**TASK INSTRUCTIONS**
Reproduce the records below exactly, but leave their pictures out of the copy.
##### PROVIDED ENTRIES #####
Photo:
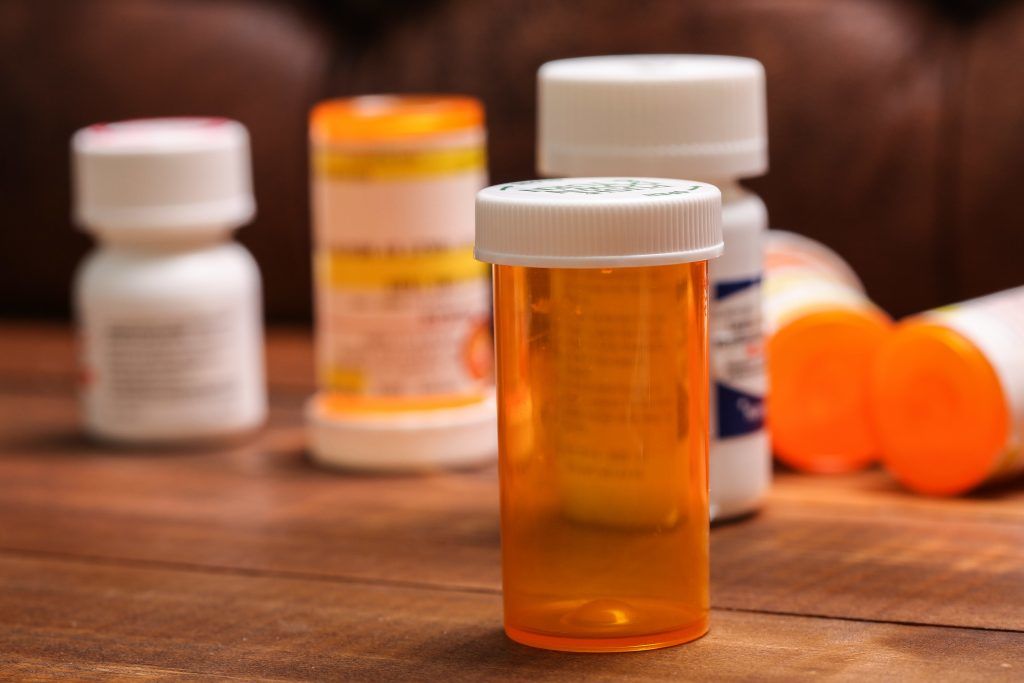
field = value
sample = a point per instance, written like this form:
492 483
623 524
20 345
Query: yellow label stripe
392 270
396 165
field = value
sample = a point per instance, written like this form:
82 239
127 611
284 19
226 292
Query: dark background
896 126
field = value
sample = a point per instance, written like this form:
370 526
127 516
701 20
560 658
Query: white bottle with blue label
685 116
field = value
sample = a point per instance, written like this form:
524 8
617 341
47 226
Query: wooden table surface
249 562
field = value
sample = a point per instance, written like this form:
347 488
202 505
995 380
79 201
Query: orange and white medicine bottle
823 335
601 324
949 395
403 345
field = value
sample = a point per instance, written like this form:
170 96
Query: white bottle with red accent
168 305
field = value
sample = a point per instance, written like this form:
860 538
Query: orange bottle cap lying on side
941 414
385 118
819 372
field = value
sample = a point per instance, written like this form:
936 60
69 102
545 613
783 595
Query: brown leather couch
896 127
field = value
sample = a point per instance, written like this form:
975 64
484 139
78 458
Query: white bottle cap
162 174
403 441
679 116
598 222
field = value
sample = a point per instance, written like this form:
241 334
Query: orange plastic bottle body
603 443
824 335
949 396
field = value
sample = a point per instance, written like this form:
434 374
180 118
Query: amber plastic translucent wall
603 445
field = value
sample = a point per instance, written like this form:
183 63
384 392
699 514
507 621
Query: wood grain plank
846 547
262 507
97 621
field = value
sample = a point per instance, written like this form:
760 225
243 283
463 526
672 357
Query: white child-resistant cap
675 115
162 174
598 222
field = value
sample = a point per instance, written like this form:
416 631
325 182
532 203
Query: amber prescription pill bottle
685 116
949 395
601 314
824 334
403 345
168 305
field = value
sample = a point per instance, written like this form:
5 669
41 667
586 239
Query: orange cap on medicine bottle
403 346
823 335
601 327
948 395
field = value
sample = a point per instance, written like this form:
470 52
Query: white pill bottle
699 117
168 305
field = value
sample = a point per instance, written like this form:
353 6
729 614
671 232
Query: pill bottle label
623 370
995 325
410 323
737 357
155 375
402 307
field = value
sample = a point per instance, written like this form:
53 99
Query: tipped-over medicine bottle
948 395
403 344
823 336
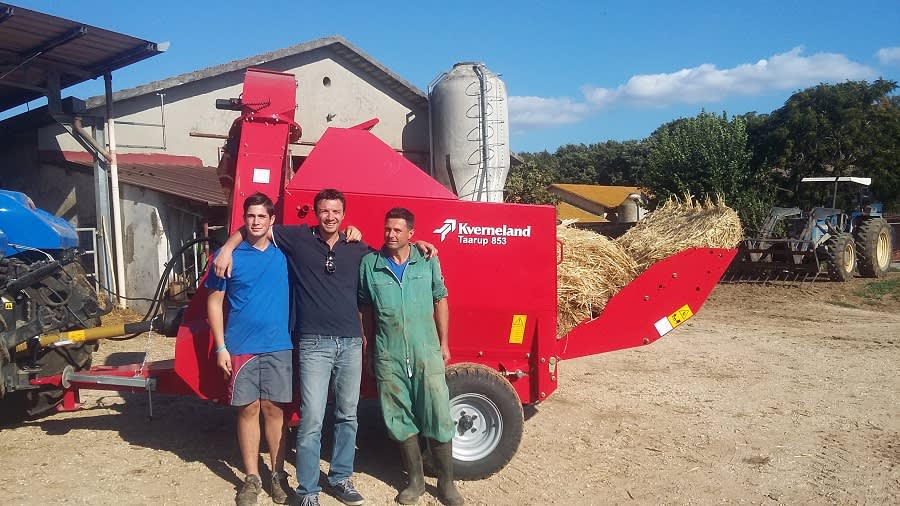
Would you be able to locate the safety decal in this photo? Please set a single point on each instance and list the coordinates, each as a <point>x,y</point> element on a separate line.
<point>517,330</point>
<point>681,315</point>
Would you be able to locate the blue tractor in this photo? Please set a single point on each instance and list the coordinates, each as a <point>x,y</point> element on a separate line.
<point>794,244</point>
<point>44,289</point>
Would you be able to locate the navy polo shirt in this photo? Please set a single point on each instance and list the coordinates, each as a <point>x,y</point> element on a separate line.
<point>257,294</point>
<point>321,302</point>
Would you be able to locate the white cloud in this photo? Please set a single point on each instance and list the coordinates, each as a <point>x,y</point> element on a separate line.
<point>703,84</point>
<point>888,55</point>
<point>530,112</point>
<point>706,83</point>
#####
**TASK ANSWER**
Photo:
field = value
sample = a point per instance, written like this form:
492 483
623 524
20 345
Query: yellow label stripe
392 270
396 165
field = value
sample = a point per instance, written like this form:
82 239
127 611
284 19
226 292
Query: dark background
896 126
field = value
sample = a point per instance, written like this form:
370 526
127 516
701 20
560 658
Query: white bottle with blue label
685 116
field = value
sample = a point per instance, written like this form:
524 8
617 341
47 226
Query: wooden table surface
249 562
field = value
sample = a point per instance, written like this form:
347 488
202 505
995 380
79 201
Query: orange and white medicine bottle
823 335
601 324
949 395
403 345
field = value
sample = a point per instance, written like this form:
170 96
Query: white bottle with red accent
168 305
field = value
sample = a point per instance, written like this form:
860 538
Query: orange bottle cap lying on side
941 414
385 118
819 372
field = value
sample = a point per instance, written like this form:
936 60
69 102
545 613
783 595
Query: brown leather couch
896 127
field = value
sample = a point per instance, written like this form:
975 64
484 139
78 458
Query: white bottle cap
162 174
403 441
679 116
598 222
field = value
sample = a point per instance, written like this form:
241 334
Query: orange plastic bottle body
603 443
824 335
949 396
field = value
sample = a point per instance, written like this form:
434 374
180 118
Query: amber plastic translucent wall
603 445
field = value
sample = a point per instance, written like this form:
183 63
384 392
699 514
507 621
Query: wood grain plank
846 547
262 507
97 621
field = value
sample = a point per instance, written like this form:
760 225
243 283
463 526
672 357
Query: white child-resistant cap
675 115
162 174
598 222
field = value
sample = a point per instance, written like this form:
416 631
325 182
532 203
Query: amber prescription pill bottle
685 116
949 395
601 314
824 334
403 345
168 305
field = value
sample = a point per instance, written like this form:
5 669
41 667
586 239
Query: orange cap on medicine bottle
403 346
823 335
601 327
948 395
field = value
sample = a point per instance, written like this form:
470 52
Query: white pill bottle
699 117
168 305
field = value
sample = a point per instance, written like this form:
353 6
729 614
671 232
Query: pill bottle label
623 370
995 325
410 323
737 357
155 375
402 307
field = value
sample = a point per instance, written like this form:
53 99
Query: tipped-over medicine bottle
948 395
403 344
823 336
Would you be able to locate the safety decal in this photo? Please set a single point on each instance and list the coordinates, each as a <point>x,y</point> element on a separate line.
<point>517,330</point>
<point>681,315</point>
Would you be able to locate the blue tractor in this photo? Please set a single point on each instance and list the coordinates, each as a <point>x,y</point> element on a separate line.
<point>794,244</point>
<point>44,289</point>
Would you be able to locate the navy polo shirt in this photo? Please set a single point on each instance and list the coordinates, each as a <point>x,y</point> element on a separate line.
<point>257,294</point>
<point>321,302</point>
Would you be able to locate the white cloud in this photo? Please set a single point on each instance and list the coordinates, each as a <point>x,y</point> element on a separate line.
<point>703,84</point>
<point>888,55</point>
<point>530,112</point>
<point>706,83</point>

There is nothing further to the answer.